_LISTED RECORDS_:
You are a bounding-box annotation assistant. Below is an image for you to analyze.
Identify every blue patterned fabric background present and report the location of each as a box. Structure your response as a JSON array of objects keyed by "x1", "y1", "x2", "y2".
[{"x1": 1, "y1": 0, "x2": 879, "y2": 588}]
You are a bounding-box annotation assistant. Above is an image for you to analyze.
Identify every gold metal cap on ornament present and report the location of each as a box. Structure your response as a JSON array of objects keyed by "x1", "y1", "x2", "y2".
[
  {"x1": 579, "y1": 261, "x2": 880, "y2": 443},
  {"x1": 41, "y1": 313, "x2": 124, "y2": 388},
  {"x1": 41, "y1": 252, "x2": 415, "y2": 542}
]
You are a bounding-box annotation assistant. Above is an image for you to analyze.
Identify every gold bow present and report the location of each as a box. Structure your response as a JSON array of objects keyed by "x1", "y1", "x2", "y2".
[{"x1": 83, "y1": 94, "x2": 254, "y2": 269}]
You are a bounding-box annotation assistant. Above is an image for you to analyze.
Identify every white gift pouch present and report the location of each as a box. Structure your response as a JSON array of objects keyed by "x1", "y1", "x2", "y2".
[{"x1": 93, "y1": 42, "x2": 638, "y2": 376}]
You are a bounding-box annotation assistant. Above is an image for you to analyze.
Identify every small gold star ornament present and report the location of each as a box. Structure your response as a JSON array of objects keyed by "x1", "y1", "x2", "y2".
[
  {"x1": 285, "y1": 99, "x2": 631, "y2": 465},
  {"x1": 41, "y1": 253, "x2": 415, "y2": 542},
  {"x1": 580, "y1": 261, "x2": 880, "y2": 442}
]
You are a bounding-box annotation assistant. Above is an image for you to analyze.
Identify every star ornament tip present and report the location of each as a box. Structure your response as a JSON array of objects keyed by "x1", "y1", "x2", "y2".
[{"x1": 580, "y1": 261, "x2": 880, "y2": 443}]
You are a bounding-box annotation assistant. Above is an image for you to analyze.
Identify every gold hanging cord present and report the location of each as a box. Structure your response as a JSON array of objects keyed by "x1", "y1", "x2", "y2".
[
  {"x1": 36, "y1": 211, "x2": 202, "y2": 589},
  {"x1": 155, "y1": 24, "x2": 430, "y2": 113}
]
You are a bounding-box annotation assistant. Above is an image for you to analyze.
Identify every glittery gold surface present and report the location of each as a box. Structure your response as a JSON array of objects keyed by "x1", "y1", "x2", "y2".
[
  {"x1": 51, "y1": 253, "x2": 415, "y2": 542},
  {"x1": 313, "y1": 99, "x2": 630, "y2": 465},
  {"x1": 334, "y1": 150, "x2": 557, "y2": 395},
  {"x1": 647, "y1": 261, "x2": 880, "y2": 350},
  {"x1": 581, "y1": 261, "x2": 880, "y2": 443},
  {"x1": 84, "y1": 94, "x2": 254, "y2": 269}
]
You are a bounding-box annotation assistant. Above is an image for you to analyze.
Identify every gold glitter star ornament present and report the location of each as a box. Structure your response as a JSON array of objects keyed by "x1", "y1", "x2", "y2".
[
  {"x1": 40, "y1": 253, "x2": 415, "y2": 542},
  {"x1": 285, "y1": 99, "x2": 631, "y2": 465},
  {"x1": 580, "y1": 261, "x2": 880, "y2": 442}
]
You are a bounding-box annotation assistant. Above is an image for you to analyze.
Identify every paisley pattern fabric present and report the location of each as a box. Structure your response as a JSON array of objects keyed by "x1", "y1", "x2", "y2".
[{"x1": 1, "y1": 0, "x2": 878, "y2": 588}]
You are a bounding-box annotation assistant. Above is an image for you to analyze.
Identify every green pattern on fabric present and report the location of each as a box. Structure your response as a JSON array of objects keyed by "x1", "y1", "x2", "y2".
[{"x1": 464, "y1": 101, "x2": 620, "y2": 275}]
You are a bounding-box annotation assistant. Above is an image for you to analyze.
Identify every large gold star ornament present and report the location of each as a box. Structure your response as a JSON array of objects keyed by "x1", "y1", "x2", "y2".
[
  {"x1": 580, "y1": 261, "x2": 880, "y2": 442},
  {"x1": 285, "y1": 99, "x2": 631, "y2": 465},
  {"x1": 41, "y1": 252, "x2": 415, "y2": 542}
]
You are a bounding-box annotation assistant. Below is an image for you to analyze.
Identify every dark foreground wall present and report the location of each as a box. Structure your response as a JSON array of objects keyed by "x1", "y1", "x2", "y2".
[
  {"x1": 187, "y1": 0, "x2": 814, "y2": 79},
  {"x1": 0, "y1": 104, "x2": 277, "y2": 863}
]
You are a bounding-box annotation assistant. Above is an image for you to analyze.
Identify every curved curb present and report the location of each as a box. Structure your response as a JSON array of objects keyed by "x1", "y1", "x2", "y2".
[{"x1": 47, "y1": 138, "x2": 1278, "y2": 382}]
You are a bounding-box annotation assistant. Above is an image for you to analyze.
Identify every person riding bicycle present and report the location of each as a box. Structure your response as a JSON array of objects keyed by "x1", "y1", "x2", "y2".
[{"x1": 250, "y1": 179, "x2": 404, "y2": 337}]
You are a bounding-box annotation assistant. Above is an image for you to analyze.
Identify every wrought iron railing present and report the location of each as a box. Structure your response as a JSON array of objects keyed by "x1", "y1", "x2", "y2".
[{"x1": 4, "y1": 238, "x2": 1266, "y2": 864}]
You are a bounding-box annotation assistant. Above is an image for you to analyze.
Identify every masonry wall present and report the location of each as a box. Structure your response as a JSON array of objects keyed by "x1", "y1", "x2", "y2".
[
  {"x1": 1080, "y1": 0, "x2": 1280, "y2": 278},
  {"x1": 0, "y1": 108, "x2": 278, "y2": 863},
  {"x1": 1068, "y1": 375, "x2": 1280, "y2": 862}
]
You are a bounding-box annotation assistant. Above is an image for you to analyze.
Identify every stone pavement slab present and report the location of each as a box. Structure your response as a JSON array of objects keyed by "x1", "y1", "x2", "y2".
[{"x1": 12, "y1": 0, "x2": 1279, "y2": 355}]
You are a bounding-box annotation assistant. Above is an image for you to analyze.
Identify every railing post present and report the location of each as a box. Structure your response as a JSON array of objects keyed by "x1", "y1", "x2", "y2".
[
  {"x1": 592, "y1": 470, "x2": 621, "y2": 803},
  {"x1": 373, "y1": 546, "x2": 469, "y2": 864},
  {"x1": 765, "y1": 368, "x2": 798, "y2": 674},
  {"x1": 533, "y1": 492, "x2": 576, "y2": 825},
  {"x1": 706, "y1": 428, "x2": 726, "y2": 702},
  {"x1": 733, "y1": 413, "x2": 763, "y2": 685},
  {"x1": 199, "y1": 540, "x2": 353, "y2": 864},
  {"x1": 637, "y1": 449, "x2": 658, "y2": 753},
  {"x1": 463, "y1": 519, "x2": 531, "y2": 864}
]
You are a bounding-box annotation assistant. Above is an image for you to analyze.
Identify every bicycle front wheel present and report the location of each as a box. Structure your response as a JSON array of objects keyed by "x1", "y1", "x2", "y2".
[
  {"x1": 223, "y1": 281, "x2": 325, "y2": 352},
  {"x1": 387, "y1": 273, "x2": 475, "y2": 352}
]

_HOW TO COMPLETE THIS TASK_:
Once you find the line containing "Identify every bicycle", copy it and every line after it through the end of the records, exactly and nothing else.

_SOLUTION_:
Identify every bicycle front wheel present and report the location of each as a box. Structure your response as a JSON array of objects keyed by "x1", "y1", "x2", "y2".
[
  {"x1": 223, "y1": 281, "x2": 325, "y2": 352},
  {"x1": 387, "y1": 273, "x2": 475, "y2": 352}
]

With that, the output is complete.